■ EXERCISE PASSAGE:
-- -- --
Kips Bay Medical (NSDQ:KIPS) won conditional FDA investigational device exemption approval for its eSVS mesh, allowing the company to begin a clinical study of the device in use during coronary artery bypass procedures.
The eSVS mesh provides support to keep vein grafts open during CABG procedures, and the FDA’s blessing grants Kips Bay approval to include 4 U.S. study sites in its ongoing eMESH I clinical feasibility trial.
The eMESH studies began in Switzerland in August 2012 in hopes of reversing a previous FDA rejection of an eSVS IDE application.
The device is comprised of a flexible, knitted sleeve that fits around the outside of the vein in order to reduce vessel wall stress and mitigate the potential for vessel injury.
In September 2011 the FDA issued Kips Bay a non-approvable letter, asking for more information on the eSVS mesh before granting IDE approval for perform pivotal human trials.
That decision sent KIPS shares plummeting 34% to an new all-time low in a single day.
-- -- --
■ RECORD EXCERPTS:
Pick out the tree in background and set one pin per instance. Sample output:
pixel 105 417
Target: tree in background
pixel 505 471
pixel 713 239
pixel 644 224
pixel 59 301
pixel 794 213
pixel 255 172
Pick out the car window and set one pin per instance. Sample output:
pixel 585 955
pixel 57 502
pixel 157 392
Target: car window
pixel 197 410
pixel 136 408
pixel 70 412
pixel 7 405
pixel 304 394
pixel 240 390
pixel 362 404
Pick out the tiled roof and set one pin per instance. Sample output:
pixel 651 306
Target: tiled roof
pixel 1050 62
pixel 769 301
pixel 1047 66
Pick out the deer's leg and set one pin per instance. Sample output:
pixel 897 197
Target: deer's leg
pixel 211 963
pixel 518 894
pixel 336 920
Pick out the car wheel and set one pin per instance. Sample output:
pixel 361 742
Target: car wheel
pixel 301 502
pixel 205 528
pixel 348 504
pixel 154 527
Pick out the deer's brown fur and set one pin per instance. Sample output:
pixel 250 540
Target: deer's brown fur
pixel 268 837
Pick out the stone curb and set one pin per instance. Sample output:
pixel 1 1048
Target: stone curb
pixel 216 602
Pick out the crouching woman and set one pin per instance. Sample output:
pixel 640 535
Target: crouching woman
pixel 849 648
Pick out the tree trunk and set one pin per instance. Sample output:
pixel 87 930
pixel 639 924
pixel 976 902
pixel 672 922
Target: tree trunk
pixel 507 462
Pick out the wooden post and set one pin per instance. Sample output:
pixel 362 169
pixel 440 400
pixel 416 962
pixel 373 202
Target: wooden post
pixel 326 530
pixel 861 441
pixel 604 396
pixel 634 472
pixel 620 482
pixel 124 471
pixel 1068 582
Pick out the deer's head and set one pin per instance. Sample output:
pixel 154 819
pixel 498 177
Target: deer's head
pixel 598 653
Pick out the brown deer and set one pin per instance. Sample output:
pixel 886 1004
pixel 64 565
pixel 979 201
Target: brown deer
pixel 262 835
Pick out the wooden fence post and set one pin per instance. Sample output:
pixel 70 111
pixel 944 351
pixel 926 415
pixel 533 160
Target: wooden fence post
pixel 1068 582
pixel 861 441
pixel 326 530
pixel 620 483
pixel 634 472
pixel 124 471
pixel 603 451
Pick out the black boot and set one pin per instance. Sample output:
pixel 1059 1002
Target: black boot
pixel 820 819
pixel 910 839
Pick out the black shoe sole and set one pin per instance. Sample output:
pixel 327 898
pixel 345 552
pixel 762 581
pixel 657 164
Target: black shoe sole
-- -- --
Reproduce the part of the eSVS mesh passage that opens with the words containing "The eMESH studies" and closes with "a single day.". The lines have no connection to the eSVS mesh passage.

■ REPLY:
The eMESH studies began in Switzerland in August 2012 in hopes of reversing a previous FDA rejection of an eSVS IDE application.
The device is comprised of a flexible, knitted sleeve that fits around the outside of the vein in order to reduce vessel wall stress and mitigate the potential for vessel injury.
In September 2011 the FDA issued Kips Bay a non-approvable letter, asking for more information on the eSVS mesh before granting IDE approval for perform pivotal human trials.
That decision sent KIPS shares plummeting 34% to an new all-time low in a single day.